Job:
Transcribe every line of the listing below without changing a single character.

Provided data:
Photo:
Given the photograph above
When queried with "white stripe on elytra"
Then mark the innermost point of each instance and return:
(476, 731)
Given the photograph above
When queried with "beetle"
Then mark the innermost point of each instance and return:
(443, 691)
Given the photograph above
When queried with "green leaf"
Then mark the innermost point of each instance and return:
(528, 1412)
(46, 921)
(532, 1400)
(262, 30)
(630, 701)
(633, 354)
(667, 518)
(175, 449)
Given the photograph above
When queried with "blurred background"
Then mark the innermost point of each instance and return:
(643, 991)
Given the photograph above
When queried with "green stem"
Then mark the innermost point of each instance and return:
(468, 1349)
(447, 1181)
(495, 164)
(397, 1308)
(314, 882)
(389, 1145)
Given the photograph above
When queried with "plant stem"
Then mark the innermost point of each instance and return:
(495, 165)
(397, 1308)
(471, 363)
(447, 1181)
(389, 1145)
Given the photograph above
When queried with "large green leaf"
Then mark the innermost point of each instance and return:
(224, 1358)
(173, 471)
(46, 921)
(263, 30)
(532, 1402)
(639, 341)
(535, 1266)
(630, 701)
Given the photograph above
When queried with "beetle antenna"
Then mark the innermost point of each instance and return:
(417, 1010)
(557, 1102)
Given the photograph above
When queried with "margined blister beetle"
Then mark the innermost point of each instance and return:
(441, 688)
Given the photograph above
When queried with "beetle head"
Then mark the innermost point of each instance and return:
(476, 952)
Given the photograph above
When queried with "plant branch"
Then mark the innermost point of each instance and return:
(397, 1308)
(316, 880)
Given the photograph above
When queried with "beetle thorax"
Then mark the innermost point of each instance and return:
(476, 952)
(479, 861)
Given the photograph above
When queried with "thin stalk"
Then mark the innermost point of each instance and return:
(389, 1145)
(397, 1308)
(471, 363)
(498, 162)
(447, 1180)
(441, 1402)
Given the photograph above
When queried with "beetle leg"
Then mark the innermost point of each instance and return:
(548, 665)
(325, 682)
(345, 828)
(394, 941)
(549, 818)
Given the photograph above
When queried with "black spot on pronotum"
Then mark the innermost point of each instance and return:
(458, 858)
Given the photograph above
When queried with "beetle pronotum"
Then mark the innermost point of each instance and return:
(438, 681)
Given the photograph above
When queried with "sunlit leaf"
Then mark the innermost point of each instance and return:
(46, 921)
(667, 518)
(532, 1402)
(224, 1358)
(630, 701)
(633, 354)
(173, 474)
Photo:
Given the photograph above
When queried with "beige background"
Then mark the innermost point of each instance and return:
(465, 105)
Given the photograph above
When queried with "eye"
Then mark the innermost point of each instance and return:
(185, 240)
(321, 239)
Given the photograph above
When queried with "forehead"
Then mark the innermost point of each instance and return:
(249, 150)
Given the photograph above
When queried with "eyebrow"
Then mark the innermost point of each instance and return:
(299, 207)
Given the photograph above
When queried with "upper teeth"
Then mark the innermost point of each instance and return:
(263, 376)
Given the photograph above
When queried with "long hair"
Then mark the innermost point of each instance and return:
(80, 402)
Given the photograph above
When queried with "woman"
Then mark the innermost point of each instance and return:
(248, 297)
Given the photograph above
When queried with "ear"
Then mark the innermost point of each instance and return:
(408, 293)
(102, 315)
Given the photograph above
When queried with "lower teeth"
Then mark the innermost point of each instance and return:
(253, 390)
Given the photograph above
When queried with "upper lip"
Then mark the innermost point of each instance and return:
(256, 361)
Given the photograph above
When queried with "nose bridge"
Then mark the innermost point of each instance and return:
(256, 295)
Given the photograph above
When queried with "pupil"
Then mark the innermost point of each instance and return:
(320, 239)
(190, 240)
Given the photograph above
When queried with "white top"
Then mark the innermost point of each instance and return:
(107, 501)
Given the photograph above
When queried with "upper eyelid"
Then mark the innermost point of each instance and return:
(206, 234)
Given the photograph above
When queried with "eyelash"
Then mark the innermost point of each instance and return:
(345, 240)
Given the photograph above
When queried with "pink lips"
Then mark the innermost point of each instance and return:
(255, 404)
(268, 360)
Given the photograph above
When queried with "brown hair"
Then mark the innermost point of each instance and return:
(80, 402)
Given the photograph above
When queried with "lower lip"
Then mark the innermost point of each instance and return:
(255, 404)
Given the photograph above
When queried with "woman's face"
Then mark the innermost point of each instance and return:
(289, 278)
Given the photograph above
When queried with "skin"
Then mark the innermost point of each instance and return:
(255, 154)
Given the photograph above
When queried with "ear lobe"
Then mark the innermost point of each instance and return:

Solution for this exercise:
Photo:
Given the photograph above
When queried with "white stripe on elytra"
Then mark the innermost point of each instance and return:
(476, 731)
Given the photograph above
When queried with "beetle"
Then mark the innermost point of each instance and return:
(443, 691)
Given the photograph above
When queried with "green leaf"
Then mark the innermost point of each instance and return:
(528, 1412)
(46, 921)
(532, 1400)
(262, 30)
(630, 701)
(633, 354)
(667, 518)
(175, 449)
Given the photograph above
When queried with "blurred background"
Then mark the innermost point of each instance and return:
(643, 991)
Given the photograph above
When queried with "green stem"
Then mark the innermost point of each instance and return:
(468, 1349)
(447, 1181)
(495, 164)
(397, 1308)
(314, 882)
(389, 1145)
Given the photograph above
When queried with "plant stem"
Then mark the innermost point of each instance and return:
(495, 165)
(397, 1308)
(471, 363)
(447, 1181)
(389, 1145)
Given the photograph above
When queried with "large green leaf"
Then mark the innermost point of each instance and return:
(224, 1358)
(173, 471)
(46, 921)
(263, 30)
(532, 1402)
(639, 341)
(535, 1266)
(630, 701)
Given the photograph above
When queried with "beetle antenna"
Then mark the innermost point of each instance and return:
(417, 1010)
(557, 1102)
Given the photograph above
When queried with "margined blister beetle"
Then mark the innermost point of each instance and return:
(441, 688)
Given the photograph above
When queried with "beetle head"
Then mark the innermost point of each instance and return:
(476, 952)
Given the photograph above
When queried with "plant branch"
Then mark the innermost point of each instance and return:
(397, 1308)
(316, 880)
Given the photograph above
When queried with "beetle thorax"
Then mark the innermost point of each instance and return:
(476, 952)
(479, 861)
Given the photograph above
When queried with "thin stalk"
Then mark the innermost point of each instance and return:
(389, 1145)
(397, 1308)
(471, 363)
(498, 162)
(447, 1180)
(441, 1402)
Given the photograph above
When queried with "beetle leg"
Then mark the innermost point of each instance and return:
(548, 665)
(325, 682)
(345, 828)
(394, 941)
(549, 818)
Given the photograph above
When queried with "black spot on pronotum"
Then mark the innermost point of each instance and return:
(458, 858)
Given the photograph above
When queried with "beetle pronotum"
Then mark the innermost point of each instance and return:
(438, 681)
Given the photograph above
When queried with "sunlit leaf"
Then mark the innermost point of each instance and return:
(46, 921)
(667, 518)
(532, 1402)
(224, 1358)
(630, 701)
(633, 354)
(173, 474)
Photo:
Given the photograph above
When queried with "beige background"
Then mark the innermost point of each instance and return:
(465, 105)
Given the photograph above
When queried with "eye"
Then mark the innermost point of each instance and return:
(185, 240)
(321, 239)
Given the photograph above
When queried with "forehead"
Then mark the innermost point of each instance and return:
(249, 150)
Given the photograph above
When queried with "eyebrow"
Then mark the innermost point of each instance and return:
(299, 207)
Given the photograph above
When queried with "upper teeth"
Then mark the innermost point of each instance and return:
(263, 376)
Given the photograph above
When queried with "long hair"
Then mark the innermost point of each instance and return:
(80, 402)
Given the photograph above
When queried with "woman"
Then mark the innermost point of each instance and return:
(248, 297)
Given the photograph above
When queried with "ear"
Then mark the innermost point of each instance and return:
(408, 293)
(102, 315)
Given the photograph above
When queried with "lower teeth"
Then mark the innermost point of each instance and return:
(253, 390)
Given the photograph above
When queried with "upper lip"
Then mark the innermost point of each instance and return:
(256, 361)
Given the photograph above
When queried with "nose bridge"
Then mark the innermost point of each instance and return:
(256, 295)
Given the photograph above
When queried with "pupil"
Then mark the innermost point of each instance and return:
(320, 239)
(190, 240)
Given the photograph above
When queried with "white top"
Then mark the innermost point of each instance and return:
(107, 501)
Given the photograph above
When queried with "upper eyelid"
Then mark the innermost point of each instance and return:
(206, 234)
Given the photograph above
When queried with "eyelash"
Then mark the innermost point of each instance and return:
(345, 240)
Given the photograph above
When queried with "pink lips"
Then mark the innermost point of each instance and return:
(255, 404)
(268, 360)
Given the photograph above
When queried with "brown hair"
Then mark the innermost point of each instance and return:
(80, 402)
Given the photograph above
When queried with "lower lip"
Then mark the innermost point of each instance and return:
(255, 404)
Given the photograph above
When queried with "woman's face"
Then mark the innermost point of each instance and return:
(289, 278)
Given the photograph above
When queried with "skin"
Then mark the innermost point of each instance and return:
(255, 154)
Given the photograph above
When queried with "ear lobe"
Then mark the innermost point of each instance and return:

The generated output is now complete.